- _TASK_: Reproduce nothing but the lines from the one with "Query: light blue shirt" down to the last line of the data below.

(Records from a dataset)
____
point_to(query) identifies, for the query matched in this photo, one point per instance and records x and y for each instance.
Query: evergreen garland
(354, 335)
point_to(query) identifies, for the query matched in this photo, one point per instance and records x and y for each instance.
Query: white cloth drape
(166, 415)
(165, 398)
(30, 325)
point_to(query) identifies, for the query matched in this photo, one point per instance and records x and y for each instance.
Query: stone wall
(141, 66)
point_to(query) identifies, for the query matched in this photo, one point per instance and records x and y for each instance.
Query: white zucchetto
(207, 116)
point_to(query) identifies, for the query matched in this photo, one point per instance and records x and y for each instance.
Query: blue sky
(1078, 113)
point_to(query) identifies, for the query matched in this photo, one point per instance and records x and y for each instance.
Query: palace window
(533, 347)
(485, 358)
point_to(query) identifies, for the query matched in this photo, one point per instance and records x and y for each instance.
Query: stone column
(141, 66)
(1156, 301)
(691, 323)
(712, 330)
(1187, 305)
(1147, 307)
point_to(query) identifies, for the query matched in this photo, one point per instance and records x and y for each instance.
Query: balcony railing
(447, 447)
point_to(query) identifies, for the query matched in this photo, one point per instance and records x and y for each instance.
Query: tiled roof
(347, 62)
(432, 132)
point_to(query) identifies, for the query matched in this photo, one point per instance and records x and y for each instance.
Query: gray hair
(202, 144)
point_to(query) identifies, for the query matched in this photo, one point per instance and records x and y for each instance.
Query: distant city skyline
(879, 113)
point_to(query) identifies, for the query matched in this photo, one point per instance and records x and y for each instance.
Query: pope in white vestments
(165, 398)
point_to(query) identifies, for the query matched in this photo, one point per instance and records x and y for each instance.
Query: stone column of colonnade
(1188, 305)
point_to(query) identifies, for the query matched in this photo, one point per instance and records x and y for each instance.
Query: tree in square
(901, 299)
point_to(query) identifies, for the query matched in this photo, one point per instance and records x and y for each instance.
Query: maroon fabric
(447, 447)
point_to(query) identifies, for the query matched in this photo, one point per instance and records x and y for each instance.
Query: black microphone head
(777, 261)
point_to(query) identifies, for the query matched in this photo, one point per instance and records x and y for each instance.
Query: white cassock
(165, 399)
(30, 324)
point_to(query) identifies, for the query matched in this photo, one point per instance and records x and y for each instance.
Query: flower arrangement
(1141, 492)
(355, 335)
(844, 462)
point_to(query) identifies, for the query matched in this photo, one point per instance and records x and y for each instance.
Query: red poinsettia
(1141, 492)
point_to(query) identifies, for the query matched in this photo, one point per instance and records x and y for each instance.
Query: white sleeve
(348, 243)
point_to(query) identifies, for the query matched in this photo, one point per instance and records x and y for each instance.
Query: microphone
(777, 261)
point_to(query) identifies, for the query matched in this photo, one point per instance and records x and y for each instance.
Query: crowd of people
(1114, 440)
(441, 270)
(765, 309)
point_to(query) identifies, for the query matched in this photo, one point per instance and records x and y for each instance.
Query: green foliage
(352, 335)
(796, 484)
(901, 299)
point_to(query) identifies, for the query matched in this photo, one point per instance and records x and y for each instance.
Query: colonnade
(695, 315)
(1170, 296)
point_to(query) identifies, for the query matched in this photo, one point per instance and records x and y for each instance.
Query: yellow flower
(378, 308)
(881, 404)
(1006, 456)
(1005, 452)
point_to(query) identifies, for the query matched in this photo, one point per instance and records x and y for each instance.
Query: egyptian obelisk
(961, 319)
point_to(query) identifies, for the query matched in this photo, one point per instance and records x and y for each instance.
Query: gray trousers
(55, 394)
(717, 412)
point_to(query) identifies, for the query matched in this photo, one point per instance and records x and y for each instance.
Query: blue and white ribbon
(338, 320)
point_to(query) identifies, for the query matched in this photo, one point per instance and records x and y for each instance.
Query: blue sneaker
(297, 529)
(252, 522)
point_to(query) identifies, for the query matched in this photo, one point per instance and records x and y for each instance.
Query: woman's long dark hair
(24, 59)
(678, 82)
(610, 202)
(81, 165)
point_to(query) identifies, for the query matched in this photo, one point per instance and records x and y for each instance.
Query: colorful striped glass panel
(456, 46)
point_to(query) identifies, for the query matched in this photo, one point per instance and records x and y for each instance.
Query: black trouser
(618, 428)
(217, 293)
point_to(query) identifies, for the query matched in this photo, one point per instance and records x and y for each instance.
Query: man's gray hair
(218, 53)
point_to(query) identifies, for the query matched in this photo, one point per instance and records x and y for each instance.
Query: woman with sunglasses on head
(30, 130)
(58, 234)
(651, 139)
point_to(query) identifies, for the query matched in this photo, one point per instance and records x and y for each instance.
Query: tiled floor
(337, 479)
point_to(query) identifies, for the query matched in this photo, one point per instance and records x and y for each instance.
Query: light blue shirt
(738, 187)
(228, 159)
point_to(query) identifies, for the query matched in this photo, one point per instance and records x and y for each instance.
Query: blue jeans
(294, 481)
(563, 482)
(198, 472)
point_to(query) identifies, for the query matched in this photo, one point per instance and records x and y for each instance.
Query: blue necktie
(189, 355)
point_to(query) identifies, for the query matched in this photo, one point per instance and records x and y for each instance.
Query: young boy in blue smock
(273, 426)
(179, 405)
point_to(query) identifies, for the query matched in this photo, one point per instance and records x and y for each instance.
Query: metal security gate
____
- _EXERCISE ANSWER_:
Query: light blue shirt
(738, 187)
(228, 159)
point_to(query) identifies, for the query matched in this photo, one point per instance and records x and y for each instance.
Query: blue jeans
(294, 481)
(563, 482)
(198, 472)
point_to(query) identifies, for the query matched in this photo, one point per instance and records x and y for each instance.
Query: blue necktie
(189, 355)
point_to(query) identifies, for the query matched in this photo, one point per instance and records x and y for each instance.
Query: young boy in blue smock
(273, 426)
(179, 405)
point_to(query) identifies, for the query matched in this photo, one point per instance and records x and y for each instance.
Query: metal security gate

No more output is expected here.